** Start Records for this task **
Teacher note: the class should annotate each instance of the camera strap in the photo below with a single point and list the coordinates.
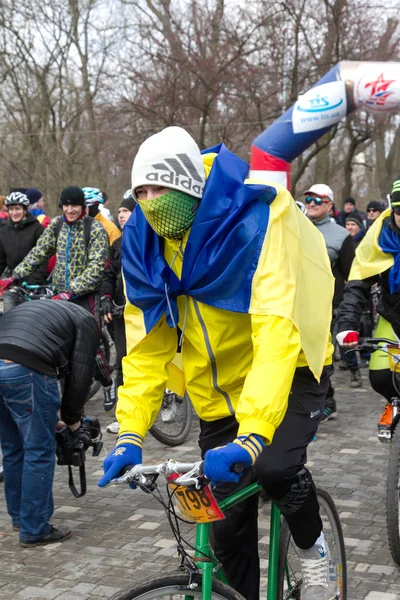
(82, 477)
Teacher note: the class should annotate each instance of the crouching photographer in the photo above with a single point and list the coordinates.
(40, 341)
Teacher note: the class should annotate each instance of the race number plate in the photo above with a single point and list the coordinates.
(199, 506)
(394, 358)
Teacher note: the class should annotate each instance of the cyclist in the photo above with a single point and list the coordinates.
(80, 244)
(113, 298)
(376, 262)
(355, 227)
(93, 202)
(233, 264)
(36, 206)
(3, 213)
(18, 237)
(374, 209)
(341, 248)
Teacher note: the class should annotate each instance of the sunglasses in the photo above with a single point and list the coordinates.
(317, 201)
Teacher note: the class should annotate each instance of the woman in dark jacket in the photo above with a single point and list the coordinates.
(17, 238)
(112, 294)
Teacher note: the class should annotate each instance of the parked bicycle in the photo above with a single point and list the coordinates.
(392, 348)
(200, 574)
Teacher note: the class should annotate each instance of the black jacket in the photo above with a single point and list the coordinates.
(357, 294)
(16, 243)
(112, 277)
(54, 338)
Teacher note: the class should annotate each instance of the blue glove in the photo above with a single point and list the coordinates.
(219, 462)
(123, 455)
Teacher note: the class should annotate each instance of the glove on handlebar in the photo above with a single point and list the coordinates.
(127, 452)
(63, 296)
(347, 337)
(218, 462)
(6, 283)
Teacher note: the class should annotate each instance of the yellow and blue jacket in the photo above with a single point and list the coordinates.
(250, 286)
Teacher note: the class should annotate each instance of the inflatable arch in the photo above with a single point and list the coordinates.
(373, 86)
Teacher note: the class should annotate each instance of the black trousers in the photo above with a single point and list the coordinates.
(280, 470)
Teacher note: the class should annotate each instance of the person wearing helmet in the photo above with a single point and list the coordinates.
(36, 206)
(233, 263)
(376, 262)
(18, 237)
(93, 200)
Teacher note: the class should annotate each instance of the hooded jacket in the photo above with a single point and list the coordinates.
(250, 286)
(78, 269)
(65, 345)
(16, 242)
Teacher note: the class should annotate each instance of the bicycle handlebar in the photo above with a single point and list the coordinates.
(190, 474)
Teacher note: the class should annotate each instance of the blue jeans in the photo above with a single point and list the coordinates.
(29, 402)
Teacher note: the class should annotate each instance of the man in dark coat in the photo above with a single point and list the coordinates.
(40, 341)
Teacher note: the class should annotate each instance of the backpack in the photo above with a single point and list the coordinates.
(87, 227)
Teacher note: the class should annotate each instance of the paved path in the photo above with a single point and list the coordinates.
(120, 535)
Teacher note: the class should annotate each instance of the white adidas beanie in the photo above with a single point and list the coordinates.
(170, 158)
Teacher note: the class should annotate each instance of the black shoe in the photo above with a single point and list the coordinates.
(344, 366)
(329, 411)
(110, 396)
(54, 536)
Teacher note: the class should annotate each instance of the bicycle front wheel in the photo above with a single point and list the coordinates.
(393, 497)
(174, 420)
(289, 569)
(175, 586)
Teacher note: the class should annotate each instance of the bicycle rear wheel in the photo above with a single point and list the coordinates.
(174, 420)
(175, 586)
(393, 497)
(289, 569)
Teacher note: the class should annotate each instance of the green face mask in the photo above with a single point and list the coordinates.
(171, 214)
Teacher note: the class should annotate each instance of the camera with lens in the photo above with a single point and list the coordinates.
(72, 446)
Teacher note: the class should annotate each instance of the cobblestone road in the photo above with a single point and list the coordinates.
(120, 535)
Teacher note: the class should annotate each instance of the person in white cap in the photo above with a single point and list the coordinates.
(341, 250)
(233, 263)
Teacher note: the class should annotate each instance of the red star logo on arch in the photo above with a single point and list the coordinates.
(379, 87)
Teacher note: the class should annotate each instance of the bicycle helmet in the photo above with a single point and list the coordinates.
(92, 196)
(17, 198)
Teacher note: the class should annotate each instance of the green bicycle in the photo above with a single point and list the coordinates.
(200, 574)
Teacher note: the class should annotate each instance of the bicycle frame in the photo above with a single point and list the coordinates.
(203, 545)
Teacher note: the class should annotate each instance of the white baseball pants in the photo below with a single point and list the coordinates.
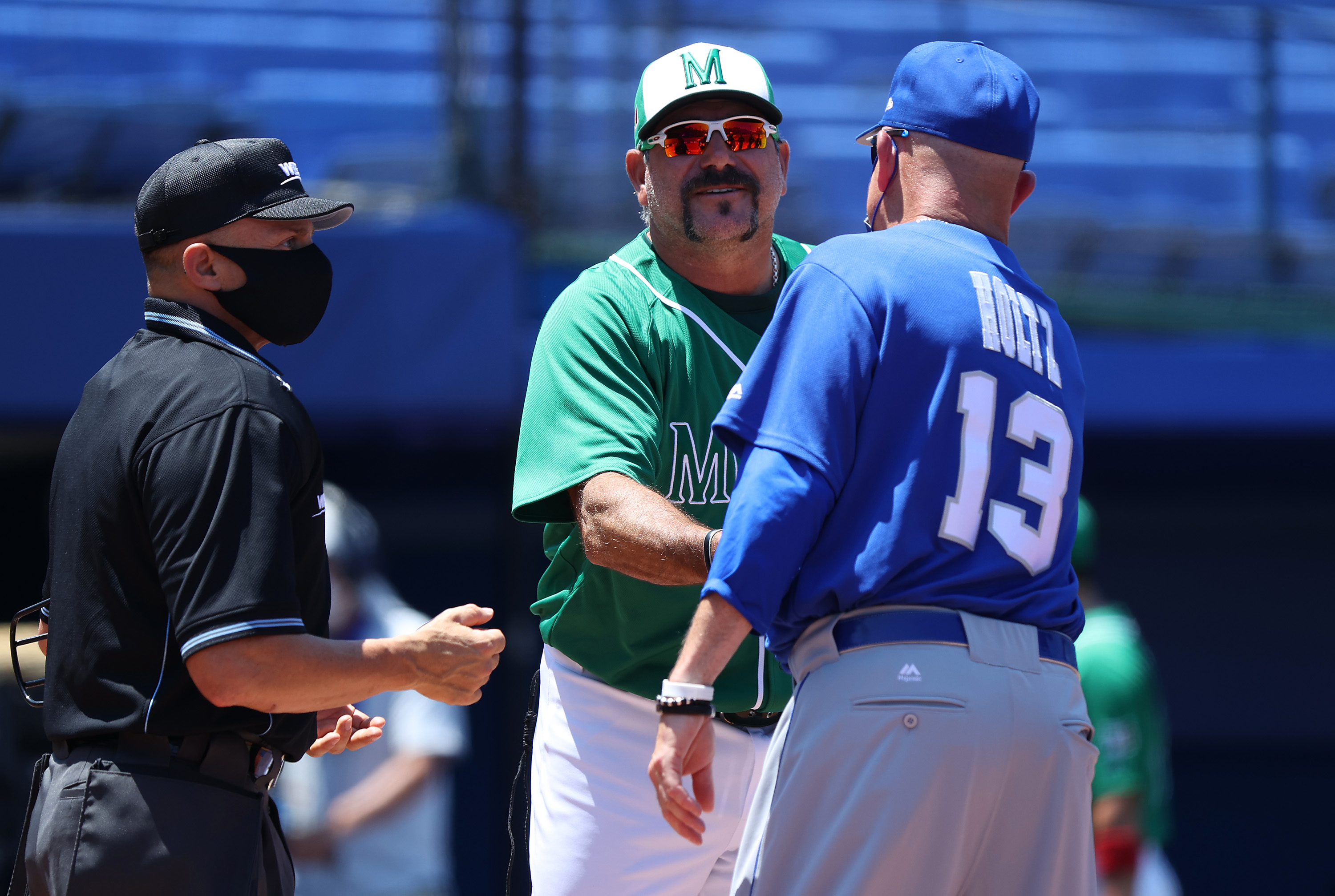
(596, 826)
** End Records for this task **
Reproduce each entry verbatim, excluding any embedded images.

_Result for this exercise_
Teacher note: the class should annotate each instance of the camera strap in the photo below with a single point and list the coordinates.
(82, 477)
Teacher note: the class should annotate each instance of the crouching photographer in the photo above with a single point and list the coordinates.
(40, 341)
Teacher note: the class should annotate each instance of the race number plate in the photo above with a single point and list the coordinates.
(199, 506)
(394, 358)
Teacher note: the class should annotate each instance of the cyclist in the photo above with a single point and list the coordinates.
(80, 244)
(113, 298)
(376, 262)
(355, 227)
(93, 202)
(233, 264)
(36, 206)
(3, 213)
(18, 237)
(374, 209)
(341, 248)
Teacher note: the class should annotate each instance of the sunglasses in the photo above with a single point and list the coordinates.
(317, 201)
Teacher note: the class should annotate each instance of the woman in dark jacket in the photo above with a single point and list the coordinates.
(17, 238)
(112, 294)
Teacher note: the class should annotate each instance of the parked bicycle in the photo above with a single point and list the coordinates.
(392, 348)
(200, 574)
Teacher note: the class should annotate each instance of the black jacket in the photo above with a single point and list the coordinates.
(357, 294)
(16, 243)
(112, 277)
(54, 338)
Teacher note: the class should annotate each instance of the blue glove in the photo above with a single point and list the coordinates.
(219, 462)
(123, 455)
Teacher note: the class should annotate each instance of the glove on handlebar in the photo above with a single point and list the coordinates.
(127, 452)
(63, 296)
(347, 337)
(218, 462)
(6, 283)
Teacher note: the class should annotate each instance of the yellow and blue jacket in the photo above with a single point and list the coordinates.
(250, 286)
Teacher note: the class should annotate each instance of the inflatable arch in the photo above with a single point and list the coordinates.
(373, 86)
Teacher note: the class should annotate each instance of the black trousers in the photo above with a single point and list the coordinates.
(280, 470)
Teacher note: the class should annotate each instance of the person wearing helmet in the photo above with a single point and list the coordinates.
(36, 206)
(233, 263)
(376, 262)
(18, 237)
(93, 200)
Teacher note: the class should annotate each instance of the hooded jacket in the photo above with a single point and list the coordinates.
(250, 286)
(78, 269)
(65, 345)
(16, 242)
Teacher note: the class should annotate each instance of the bicycle handlebar in the photo above with a single point and list the coordinates.
(190, 474)
Teacher note: the class should annotate each instance of the blue jeans in the photo above with a single point and list the coordinates.
(29, 402)
Teacher note: the class should annotate each instance of the man in dark coat in the photo above with a single point and list the coordinates.
(40, 341)
Teacher note: the class should annotate each instance of the backpack in the photo above with a single point and list the coordinates.
(87, 227)
Teacher note: the class should annotate each instance of the paved path in the photo above with a single point and list the coordinates.
(120, 535)
Teacher note: the class should annotate each instance of the white adidas beanie in the photo above with a single point and list the coordinates.
(170, 158)
Teacher note: the class should annotate each instance of the black shoe in the photo above with a single point and list the coordinates.
(344, 366)
(329, 411)
(110, 396)
(54, 536)
Teacher note: the class should annotate each instance of the bicycle front wheel in the photo above with a single point and list the coordinates.
(393, 497)
(174, 420)
(289, 569)
(175, 586)
Teacher note: the class should annotate each instance of the bicycle rear wheel in the photo above with a single point and list the coordinates.
(174, 420)
(175, 586)
(393, 497)
(289, 569)
Teacher note: the class should annotate each instance of the green face mask in the photo above with a single point and list the coordinates.
(171, 214)
Teacher note: the class should annotate each instance of the camera with lens in the photo above with a single point and list the coordinates.
(72, 446)
Teacher note: the class should annotate each instance of the cobblestone road in the photo above with a single point and list the coordinates.
(120, 535)
Teacher note: the class should annotate each instance of the person in white cap in the photo above with a single point and list the coordinates.
(341, 250)
(233, 263)
Teacher note: the class should annotate each instance of the red star logo on arch in the photo above with a single point and list the coordinates.
(379, 87)
Teacher note: the class should annotate each instance of the bicycle helmet in the photo above with a single point and list the coordinates.
(92, 196)
(17, 198)
Teacher note: the class should annotate each instance of the green bicycle in the photo above with a single point and list the coordinates.
(200, 574)
Teacher note: the class should annotate each instance of the bicycle frame in the photo above with a single point and list the coordinates.
(203, 545)
Teacher note: the class should annotate each instance of the white baseball pants in the photo below with a single point and list the coordinates.
(596, 826)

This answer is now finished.